» **What you need to do**
Each entry needs to be restated exactly as written.

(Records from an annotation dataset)

--- START ---

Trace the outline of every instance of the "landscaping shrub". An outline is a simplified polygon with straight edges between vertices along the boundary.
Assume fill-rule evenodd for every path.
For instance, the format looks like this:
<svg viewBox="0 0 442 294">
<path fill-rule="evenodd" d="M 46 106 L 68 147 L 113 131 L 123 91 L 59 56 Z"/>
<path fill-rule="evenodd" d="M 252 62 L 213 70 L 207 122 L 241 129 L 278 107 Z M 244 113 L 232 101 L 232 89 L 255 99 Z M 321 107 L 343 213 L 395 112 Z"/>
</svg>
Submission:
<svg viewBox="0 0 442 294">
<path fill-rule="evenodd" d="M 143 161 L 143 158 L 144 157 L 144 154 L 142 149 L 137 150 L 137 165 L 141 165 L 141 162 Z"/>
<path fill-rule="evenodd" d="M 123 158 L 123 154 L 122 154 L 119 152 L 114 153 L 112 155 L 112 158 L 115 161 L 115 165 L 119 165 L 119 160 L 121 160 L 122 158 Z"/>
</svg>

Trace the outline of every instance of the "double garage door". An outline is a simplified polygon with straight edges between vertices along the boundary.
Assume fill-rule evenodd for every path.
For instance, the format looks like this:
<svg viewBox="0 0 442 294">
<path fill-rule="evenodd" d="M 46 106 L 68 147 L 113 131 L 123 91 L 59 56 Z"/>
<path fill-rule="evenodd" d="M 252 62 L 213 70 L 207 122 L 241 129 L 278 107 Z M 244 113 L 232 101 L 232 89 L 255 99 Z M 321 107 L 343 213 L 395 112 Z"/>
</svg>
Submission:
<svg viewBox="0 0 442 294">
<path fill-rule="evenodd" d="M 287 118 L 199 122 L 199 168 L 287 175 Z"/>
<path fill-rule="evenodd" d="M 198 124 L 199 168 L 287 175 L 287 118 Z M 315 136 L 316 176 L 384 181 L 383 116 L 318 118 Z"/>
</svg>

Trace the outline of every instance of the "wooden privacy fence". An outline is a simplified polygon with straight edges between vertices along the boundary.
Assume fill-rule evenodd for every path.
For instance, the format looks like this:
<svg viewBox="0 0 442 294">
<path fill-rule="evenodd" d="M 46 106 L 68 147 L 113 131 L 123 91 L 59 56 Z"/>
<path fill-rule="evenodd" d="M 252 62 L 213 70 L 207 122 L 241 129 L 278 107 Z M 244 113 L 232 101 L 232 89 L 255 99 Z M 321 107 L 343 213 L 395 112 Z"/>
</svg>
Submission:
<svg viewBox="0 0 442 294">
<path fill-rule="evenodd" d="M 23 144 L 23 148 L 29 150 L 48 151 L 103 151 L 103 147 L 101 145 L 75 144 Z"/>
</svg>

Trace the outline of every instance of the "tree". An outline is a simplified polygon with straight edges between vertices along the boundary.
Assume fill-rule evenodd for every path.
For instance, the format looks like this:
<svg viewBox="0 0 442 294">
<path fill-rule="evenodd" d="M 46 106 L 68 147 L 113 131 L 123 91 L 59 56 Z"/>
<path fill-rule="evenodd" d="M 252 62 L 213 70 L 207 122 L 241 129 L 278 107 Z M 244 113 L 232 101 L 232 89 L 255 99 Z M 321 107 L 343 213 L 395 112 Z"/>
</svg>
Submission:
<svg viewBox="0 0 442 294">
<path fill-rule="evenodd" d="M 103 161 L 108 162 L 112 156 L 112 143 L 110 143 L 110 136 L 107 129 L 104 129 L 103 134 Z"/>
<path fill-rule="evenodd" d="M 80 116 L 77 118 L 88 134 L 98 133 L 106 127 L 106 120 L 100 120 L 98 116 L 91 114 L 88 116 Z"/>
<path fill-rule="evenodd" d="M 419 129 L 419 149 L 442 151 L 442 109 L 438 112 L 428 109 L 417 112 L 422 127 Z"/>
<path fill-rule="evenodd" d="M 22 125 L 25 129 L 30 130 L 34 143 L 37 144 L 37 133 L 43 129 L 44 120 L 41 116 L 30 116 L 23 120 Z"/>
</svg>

--- END ---

» **Solution for this task**
Trace the outline of every instance of the "landscaping shrub". An outline is a simplified polygon with straight edges between vertices along the boundary.
Assume fill-rule evenodd for every path.
For instance, the format looks like this:
<svg viewBox="0 0 442 294">
<path fill-rule="evenodd" d="M 46 106 L 68 147 L 113 131 L 123 91 L 59 56 Z"/>
<path fill-rule="evenodd" d="M 252 62 L 213 70 L 207 122 L 241 129 L 278 107 Z M 244 113 L 232 101 L 232 89 L 255 99 Z M 321 107 L 343 213 L 395 112 Z"/>
</svg>
Submission:
<svg viewBox="0 0 442 294">
<path fill-rule="evenodd" d="M 143 161 L 143 158 L 144 157 L 144 154 L 142 149 L 137 150 L 137 165 L 141 165 L 141 162 Z"/>
<path fill-rule="evenodd" d="M 123 158 L 123 154 L 122 154 L 119 152 L 114 153 L 112 155 L 112 158 L 115 161 L 115 165 L 119 165 L 119 160 L 121 160 L 122 158 Z"/>
</svg>

Trace the outline of every instance of the "double garage door". An outline is a simplified polygon with straight edges between vertices along the boundary.
Assume fill-rule evenodd for every path.
For instance, the format looks like this:
<svg viewBox="0 0 442 294">
<path fill-rule="evenodd" d="M 46 106 L 68 147 L 113 131 L 123 91 L 59 56 Z"/>
<path fill-rule="evenodd" d="M 252 62 L 213 70 L 207 122 L 241 129 L 278 107 Z M 244 113 L 232 101 L 232 89 L 255 99 Z M 321 107 L 343 213 L 395 112 Z"/>
</svg>
Submission:
<svg viewBox="0 0 442 294">
<path fill-rule="evenodd" d="M 287 118 L 199 122 L 199 168 L 287 175 Z"/>
<path fill-rule="evenodd" d="M 198 124 L 199 168 L 287 175 L 287 118 Z M 315 136 L 316 176 L 384 181 L 383 116 L 318 118 Z"/>
</svg>

Trace the outline of every instance of the "wooden privacy fence". An outline is a simplified polygon with straight edges between vertices along the boundary.
Assume fill-rule evenodd for every path.
For instance, the format looks like this:
<svg viewBox="0 0 442 294">
<path fill-rule="evenodd" d="M 46 106 L 68 147 L 113 131 L 123 91 L 59 56 Z"/>
<path fill-rule="evenodd" d="M 252 62 L 213 70 L 207 122 L 241 129 L 278 107 Z M 244 113 L 232 101 L 232 89 L 255 99 Z M 321 107 L 343 213 L 395 112 Z"/>
</svg>
Submission:
<svg viewBox="0 0 442 294">
<path fill-rule="evenodd" d="M 23 144 L 23 148 L 29 150 L 48 151 L 103 151 L 103 147 L 101 145 L 75 144 Z"/>
</svg>

Trace the outline of every instance of the "tree". An outline is a simplified polygon with straight edges between vertices along the boundary.
Assume fill-rule evenodd for every path.
For instance, the format looks like this:
<svg viewBox="0 0 442 294">
<path fill-rule="evenodd" d="M 46 106 L 68 147 L 113 131 L 123 91 L 59 56 Z"/>
<path fill-rule="evenodd" d="M 252 62 L 213 70 L 207 122 L 241 129 L 278 107 Z M 244 113 L 232 101 L 232 89 L 255 99 Z M 321 107 L 343 213 L 395 112 Z"/>
</svg>
Submission:
<svg viewBox="0 0 442 294">
<path fill-rule="evenodd" d="M 103 161 L 108 162 L 112 156 L 112 143 L 110 143 L 110 136 L 107 129 L 104 129 L 103 134 Z"/>
<path fill-rule="evenodd" d="M 80 116 L 77 118 L 88 134 L 98 133 L 106 127 L 106 120 L 100 120 L 98 116 L 91 114 L 88 116 Z"/>
<path fill-rule="evenodd" d="M 419 129 L 419 149 L 442 151 L 442 109 L 438 112 L 428 109 L 417 112 L 422 127 Z"/>
<path fill-rule="evenodd" d="M 22 125 L 25 129 L 30 130 L 34 143 L 37 144 L 37 133 L 43 129 L 44 120 L 41 116 L 30 116 L 23 120 Z"/>
</svg>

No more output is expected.